+++ SOURCE EXCERPT +++
September 2018 Chuch & State Magazine - September 2018

Mixed Decisions And Emotions: On Separation Of Church And State, There Was A Lot To Like – And A Lot To Loathe – About Justice Anthony M. Kennedy

  Rob Boston

On June 1992, we were all feeling a little uneasy at Americans United.

The Supreme Court had the previous November heard oral arguments in a case from Providence, R.I., concerning school-sponsored prayers during public school graduation ceremonies. We were awaiting a decision.

We didn’t have a good feeling about it. The high court was becoming more conservative. Early in 1988, a new justice had taken a seat on the court; his name was Anthony M. Kennedy.

Kennedy had been appointed by President Ronald W. Reagan, but he wasn’t Reagan’s first choice. Reagan originally named a judge named Robert Bork to the court. But the nomination of Bork, whose views were far to the right, sparked an intense backlash and a Senate fight that consumed several months. In the end, Bork failed to win confirmation, going down by a vote of 42 in favor and 58 against.

Reagan then nominated Douglas H. Ginsburg, a judge on the U.S. Court of Appeals for the District of Columbia Circuit. But Ginsburg’s nomination soon collapsed in the wake of reports that he had, in the 1960s and ’70s, smoked marijuana.

Kennedy, a federal appeals court judge in California, was Reagan’s next nominee, and the third time proved to be the charm. Kennedy sailed onto the court with little controversy, in part because his record was fairly scant – and not just on church-state issues. I started working at Americans United just weeks after Kennedy was nominated, and I was charged with the task of looking into his record. There wasn’t much to find.

President Ronald Reagan and Justice Anthony Kennedy

(Photo: President Ronald Reagan with his Supreme Court nominee Anthony Kennedy in 1987. Credit: Ronald Reagan Presidential Library and Museum.)

But Kennedy soon gave us cause to worry. In a 1989 case dealing with the display of religious symbols on government property in Allegheny County, Pa., Kennedy groused that the court was on the wrong road when it came to church-state relations. He opined that “substantial revision” of the court’s jurisprudence in this area might be necessary.

Flash forward a few years to 1992, and you can tell why we were nervous. The school prayer rulings were at that time 30 years old. They had never been eroded. Speculation was that the court would, at the very least, allow official prayers at events such as graduation. Or it might go further and overturn the cases from 1962 and ’63, once again allowing pub­lic schools to sponsor daily pray­ers and Bible reading.

In those pre-internet days, the only way to quickly get a copy of a Supreme Court ruling was to physically go to the court and pick one up. If you were unable to go to the court and wanted to hear breaking news, you’d better stay near a radio or keep your television tuned to a 24-hour news channel.

We didn’t know when the ruling in the prayer case, Lee v. Weisman, would come down, but we suspected it would be sometime in June because it’s very rare for the high court to stay in session into July. On the morning of June 24, I was on Capitol Hill planning to attend a hearing on a piece of legislation we were following. When I arrived at the room where the hearing was supposed to take place, I learned it had been canceled. There were a few people there, and one of them told me that he had heard that the Supreme Court had just ruled in Weisman, but he wasn’t sure what the court had said.

Only very rich and very powerful people owned mobile phones at that time. That certainly didn’t describe me, so I had to dash outside and find a pay phone (remember those?) and call the Americans United office.

I heard the big news: Not only did the decision strike down school-sponsored graduation prayers, but it was written by none other than Anthony Kennedy!
+++ DATA ROWS +++
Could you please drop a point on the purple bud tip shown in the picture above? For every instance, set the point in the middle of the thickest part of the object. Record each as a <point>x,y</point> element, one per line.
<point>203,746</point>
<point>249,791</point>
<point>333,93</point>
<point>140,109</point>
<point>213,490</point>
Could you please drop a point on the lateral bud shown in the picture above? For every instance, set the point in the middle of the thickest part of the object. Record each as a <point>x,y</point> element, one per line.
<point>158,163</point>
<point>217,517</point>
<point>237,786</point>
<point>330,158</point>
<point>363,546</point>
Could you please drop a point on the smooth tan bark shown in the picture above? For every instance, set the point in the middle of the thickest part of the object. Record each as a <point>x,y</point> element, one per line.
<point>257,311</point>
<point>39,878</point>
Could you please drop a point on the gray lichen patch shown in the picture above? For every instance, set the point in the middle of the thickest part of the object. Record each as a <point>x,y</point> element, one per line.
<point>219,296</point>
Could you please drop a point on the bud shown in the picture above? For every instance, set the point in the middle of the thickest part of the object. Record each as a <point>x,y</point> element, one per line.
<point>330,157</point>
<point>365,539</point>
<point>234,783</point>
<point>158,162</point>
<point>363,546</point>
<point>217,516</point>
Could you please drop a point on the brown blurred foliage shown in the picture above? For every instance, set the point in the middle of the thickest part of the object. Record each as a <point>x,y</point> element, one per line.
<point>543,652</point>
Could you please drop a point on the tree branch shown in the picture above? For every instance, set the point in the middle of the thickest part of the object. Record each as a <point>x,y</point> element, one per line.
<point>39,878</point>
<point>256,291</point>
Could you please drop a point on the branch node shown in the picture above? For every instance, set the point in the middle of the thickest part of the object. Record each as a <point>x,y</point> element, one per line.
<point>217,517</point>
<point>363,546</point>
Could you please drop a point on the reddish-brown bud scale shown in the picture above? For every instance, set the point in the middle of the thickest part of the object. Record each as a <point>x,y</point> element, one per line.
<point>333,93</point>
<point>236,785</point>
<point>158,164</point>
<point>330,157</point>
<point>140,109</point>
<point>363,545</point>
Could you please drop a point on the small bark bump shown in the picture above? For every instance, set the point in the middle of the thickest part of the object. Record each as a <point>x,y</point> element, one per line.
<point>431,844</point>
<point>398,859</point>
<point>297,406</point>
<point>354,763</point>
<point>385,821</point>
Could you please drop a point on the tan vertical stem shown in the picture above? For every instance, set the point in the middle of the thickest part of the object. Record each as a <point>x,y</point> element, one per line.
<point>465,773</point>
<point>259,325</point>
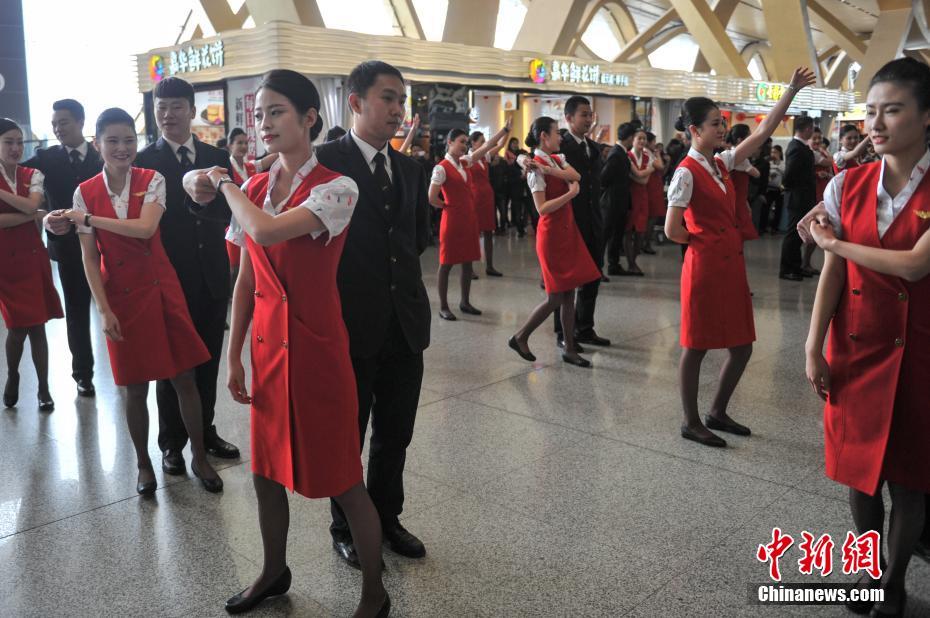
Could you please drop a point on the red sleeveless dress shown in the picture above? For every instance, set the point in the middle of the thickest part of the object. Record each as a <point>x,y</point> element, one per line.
+++
TASKS TO CARRY OUT:
#1 Name every person the article on Justice Kennedy says President Reagan nominated to the Supreme Court.
#2 Pick up the article on Justice Kennedy and keep writing from the point where it stops.
The lines come from a separate source unrelated to the article.

ANSWERS BY TASK:
#1 Robert Bork, Douglas H. Ginsburg, Anthony M. Kennedy

#2
I returned to the office to read the ruling and help prepare AU’s response to it. The first thing that struck me about it was the eloquence of Kennedy’s language.

“The First Amendment’s Religion Clauses,” Kennedy observed, “mean that religious expressions are too precious to be either proscribed or prescribed by the State.”

Continued Kennedy, “The lessons of the First Amendment are as urgent in the modern world as in the 18th Century when it was written. One timeless lesson is that if citizens are subjected to state-sponsored religious exercises, the State disavows its own duty to guard and respect that sphere of inviolable conscience and belief which is the mark of a free people. To compromise that principle today would be to deny our own tradition and forfeit our standing to urge others to secure the protections of that tradition for themselves.”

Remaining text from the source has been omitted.